→ EXERCISE INSTRUCTIONS: Reproduce the records below verbatim, from the line containing "the green suv." through the final line of the records, including both.

[start DATA SECTION]

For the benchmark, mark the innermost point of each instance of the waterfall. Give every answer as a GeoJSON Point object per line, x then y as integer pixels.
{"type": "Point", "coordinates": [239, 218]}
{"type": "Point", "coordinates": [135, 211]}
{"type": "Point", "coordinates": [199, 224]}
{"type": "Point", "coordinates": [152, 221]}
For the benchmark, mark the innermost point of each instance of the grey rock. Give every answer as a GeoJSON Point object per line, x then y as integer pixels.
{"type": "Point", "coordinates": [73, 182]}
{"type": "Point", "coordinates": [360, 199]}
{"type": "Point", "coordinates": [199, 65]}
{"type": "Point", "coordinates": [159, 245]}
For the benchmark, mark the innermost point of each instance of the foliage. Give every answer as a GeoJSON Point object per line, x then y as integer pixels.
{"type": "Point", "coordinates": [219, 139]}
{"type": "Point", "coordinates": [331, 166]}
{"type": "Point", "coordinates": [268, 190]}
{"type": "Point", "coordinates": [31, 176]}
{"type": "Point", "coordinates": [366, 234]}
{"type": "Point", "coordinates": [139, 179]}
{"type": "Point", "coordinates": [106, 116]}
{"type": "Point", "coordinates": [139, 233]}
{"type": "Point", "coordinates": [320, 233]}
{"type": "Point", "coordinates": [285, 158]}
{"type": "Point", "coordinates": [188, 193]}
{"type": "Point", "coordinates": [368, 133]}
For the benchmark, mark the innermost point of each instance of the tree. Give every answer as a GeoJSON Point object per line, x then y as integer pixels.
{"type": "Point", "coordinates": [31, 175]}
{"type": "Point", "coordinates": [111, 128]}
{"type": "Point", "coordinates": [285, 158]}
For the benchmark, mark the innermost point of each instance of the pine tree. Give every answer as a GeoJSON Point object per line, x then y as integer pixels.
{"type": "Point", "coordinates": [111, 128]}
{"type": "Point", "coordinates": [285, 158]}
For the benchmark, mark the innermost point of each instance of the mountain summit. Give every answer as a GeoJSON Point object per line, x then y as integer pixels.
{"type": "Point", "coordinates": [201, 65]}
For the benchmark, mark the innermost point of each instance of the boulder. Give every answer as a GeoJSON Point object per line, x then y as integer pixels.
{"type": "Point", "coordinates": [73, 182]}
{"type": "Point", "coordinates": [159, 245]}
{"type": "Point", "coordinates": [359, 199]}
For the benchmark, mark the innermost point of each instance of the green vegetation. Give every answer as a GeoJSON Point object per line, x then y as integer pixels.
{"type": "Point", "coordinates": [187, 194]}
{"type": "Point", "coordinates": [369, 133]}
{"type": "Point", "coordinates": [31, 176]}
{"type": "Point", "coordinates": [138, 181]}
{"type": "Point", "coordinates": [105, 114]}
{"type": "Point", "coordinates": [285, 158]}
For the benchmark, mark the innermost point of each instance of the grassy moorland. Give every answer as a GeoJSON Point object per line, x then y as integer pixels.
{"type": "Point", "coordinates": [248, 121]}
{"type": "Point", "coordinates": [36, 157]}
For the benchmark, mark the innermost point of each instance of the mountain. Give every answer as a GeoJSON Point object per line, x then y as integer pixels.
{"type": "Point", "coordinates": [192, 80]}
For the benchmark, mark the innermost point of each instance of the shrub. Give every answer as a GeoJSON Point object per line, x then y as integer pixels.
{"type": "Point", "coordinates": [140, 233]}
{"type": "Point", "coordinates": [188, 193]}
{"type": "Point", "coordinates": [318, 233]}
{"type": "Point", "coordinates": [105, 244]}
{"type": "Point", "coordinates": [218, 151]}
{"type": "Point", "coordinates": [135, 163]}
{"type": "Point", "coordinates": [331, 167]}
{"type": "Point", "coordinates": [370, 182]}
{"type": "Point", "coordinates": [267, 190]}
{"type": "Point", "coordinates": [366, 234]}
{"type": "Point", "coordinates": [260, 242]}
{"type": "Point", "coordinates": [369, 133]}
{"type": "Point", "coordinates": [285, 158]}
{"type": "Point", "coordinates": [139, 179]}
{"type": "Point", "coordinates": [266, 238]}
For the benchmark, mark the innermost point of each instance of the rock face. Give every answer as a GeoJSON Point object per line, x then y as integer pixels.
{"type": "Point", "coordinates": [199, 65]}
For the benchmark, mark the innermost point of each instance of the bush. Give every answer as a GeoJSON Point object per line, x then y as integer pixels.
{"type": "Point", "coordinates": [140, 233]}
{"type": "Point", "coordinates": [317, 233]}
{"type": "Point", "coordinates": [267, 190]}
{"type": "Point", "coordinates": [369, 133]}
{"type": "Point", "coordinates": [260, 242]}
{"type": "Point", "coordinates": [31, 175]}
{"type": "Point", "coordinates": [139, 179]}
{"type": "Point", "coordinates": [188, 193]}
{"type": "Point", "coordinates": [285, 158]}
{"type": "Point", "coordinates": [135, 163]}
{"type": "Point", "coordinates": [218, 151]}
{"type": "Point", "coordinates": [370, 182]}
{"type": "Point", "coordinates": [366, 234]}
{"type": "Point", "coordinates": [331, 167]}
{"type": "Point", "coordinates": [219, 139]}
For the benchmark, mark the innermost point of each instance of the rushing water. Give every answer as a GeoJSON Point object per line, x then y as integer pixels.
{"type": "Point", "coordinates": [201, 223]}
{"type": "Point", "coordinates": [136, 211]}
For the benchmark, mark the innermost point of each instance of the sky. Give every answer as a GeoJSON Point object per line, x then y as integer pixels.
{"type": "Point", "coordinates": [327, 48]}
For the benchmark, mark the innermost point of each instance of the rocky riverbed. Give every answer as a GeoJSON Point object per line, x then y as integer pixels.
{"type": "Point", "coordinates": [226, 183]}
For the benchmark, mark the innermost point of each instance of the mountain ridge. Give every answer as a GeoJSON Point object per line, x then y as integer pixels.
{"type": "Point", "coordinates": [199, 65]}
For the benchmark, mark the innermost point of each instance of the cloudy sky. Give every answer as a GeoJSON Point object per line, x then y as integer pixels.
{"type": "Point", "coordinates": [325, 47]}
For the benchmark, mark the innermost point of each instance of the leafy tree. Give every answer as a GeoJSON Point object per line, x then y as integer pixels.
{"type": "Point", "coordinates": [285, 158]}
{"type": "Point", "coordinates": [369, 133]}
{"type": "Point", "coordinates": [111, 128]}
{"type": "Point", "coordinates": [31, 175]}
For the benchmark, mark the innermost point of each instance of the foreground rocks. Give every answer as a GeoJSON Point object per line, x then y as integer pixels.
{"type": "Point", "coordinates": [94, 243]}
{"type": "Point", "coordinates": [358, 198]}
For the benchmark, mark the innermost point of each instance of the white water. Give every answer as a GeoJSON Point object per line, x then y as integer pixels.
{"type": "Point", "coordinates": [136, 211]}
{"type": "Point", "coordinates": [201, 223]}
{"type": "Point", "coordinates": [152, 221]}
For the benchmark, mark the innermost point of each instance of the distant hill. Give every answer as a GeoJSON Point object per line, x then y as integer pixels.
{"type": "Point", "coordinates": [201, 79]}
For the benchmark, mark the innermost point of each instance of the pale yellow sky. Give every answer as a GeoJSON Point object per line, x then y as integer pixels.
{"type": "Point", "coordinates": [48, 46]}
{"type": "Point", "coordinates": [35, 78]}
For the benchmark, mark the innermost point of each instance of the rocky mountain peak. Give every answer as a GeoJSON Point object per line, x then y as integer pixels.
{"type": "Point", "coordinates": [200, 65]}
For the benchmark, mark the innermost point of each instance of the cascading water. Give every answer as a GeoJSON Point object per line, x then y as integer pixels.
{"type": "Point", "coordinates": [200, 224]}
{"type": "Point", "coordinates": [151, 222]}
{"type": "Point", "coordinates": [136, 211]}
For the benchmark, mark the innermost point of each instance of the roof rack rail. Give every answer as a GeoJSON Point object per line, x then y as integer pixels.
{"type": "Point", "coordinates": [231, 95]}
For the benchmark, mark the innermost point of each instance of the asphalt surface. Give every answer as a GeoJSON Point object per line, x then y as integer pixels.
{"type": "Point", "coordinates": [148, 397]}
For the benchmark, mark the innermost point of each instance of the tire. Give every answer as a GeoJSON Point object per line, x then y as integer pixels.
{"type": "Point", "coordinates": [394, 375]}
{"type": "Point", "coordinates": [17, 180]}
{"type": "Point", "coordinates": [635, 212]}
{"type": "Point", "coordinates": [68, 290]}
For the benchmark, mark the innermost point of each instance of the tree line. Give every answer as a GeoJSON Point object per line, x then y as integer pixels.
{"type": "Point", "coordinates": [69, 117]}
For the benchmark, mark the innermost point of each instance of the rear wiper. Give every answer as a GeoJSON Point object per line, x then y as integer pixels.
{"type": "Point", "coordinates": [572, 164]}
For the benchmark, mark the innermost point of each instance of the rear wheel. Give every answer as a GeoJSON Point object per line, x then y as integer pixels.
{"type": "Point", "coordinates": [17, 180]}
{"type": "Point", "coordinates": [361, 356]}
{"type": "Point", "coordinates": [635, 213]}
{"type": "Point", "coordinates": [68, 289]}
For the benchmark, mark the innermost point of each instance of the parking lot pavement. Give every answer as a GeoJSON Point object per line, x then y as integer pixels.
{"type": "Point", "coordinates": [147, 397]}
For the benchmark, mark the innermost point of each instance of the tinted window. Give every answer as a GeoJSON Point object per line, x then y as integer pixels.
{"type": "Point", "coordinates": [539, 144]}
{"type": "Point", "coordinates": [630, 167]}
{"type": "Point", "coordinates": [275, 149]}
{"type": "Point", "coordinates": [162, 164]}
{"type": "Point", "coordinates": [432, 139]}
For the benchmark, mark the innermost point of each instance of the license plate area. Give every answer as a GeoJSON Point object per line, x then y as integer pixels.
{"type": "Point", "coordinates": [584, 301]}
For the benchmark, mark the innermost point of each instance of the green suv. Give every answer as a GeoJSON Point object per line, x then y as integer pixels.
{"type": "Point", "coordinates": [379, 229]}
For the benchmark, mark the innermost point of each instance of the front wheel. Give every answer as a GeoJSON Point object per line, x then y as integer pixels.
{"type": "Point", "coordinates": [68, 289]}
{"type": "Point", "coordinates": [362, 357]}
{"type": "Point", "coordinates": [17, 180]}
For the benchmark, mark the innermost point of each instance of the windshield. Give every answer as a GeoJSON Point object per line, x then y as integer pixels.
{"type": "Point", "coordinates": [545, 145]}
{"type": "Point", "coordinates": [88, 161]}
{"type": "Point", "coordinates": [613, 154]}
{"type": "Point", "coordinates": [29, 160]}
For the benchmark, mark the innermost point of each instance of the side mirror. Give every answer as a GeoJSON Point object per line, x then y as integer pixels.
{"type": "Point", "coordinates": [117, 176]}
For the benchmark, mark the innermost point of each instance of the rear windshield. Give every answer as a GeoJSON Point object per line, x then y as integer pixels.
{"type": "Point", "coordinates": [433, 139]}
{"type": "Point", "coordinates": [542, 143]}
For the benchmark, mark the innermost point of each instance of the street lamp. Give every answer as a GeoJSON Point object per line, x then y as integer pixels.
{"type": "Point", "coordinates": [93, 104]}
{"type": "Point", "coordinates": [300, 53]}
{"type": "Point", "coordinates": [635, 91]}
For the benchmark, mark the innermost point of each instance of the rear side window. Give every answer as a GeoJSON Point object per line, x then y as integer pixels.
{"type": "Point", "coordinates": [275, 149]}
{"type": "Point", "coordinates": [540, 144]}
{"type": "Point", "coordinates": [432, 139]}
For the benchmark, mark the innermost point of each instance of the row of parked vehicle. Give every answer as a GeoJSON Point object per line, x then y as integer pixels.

[end DATA SECTION]

→ TASK ANSWER:
For the benchmark, mark the innermost point of each instance of the green suv. Give every answer as a GeoJSON Point object per line, x then y as integer pixels.
{"type": "Point", "coordinates": [379, 229]}
For the benchmark, mark the innermost point of each instance of the front wheel. Give every answer as a GeoJSON Point object per line, x then y as integer pixels.
{"type": "Point", "coordinates": [68, 289]}
{"type": "Point", "coordinates": [362, 357]}
{"type": "Point", "coordinates": [17, 180]}
For the benchmark, mark the innermost point of each instance of the windshield. Give every answer as a GeoJSON Point object per line, x then y as integer pixels.
{"type": "Point", "coordinates": [545, 145]}
{"type": "Point", "coordinates": [88, 161]}
{"type": "Point", "coordinates": [613, 154]}
{"type": "Point", "coordinates": [29, 160]}
For the benchmark, mark the innermost point of each instance of the side mirror. Give every answer as a GeoJSON Point object per line, x then y as integer pixels.
{"type": "Point", "coordinates": [117, 176]}
For the benchmark, mark the innermost point of each instance of the rear windshield. Give every answer as a GeoJSON Point object per line, x then y as integer pixels.
{"type": "Point", "coordinates": [433, 139]}
{"type": "Point", "coordinates": [542, 143]}
For the benchmark, mark the innermost point of each instance of the street lamp. Give every answer as a GeoJSON Point object per line, x then y as integer pixels.
{"type": "Point", "coordinates": [93, 104]}
{"type": "Point", "coordinates": [300, 53]}
{"type": "Point", "coordinates": [635, 91]}
For the benchmark, mark the innermost point of each instance of the rear side window. Give every answer as a GeoJSON Point object per line, x then y as integer pixels.
{"type": "Point", "coordinates": [275, 149]}
{"type": "Point", "coordinates": [540, 144]}
{"type": "Point", "coordinates": [432, 139]}
For the benchmark, mark the innermost point of each instance of the row of parked vehicle. Give every answer as a GeoJSON Point object per line, x then y as integer pixels.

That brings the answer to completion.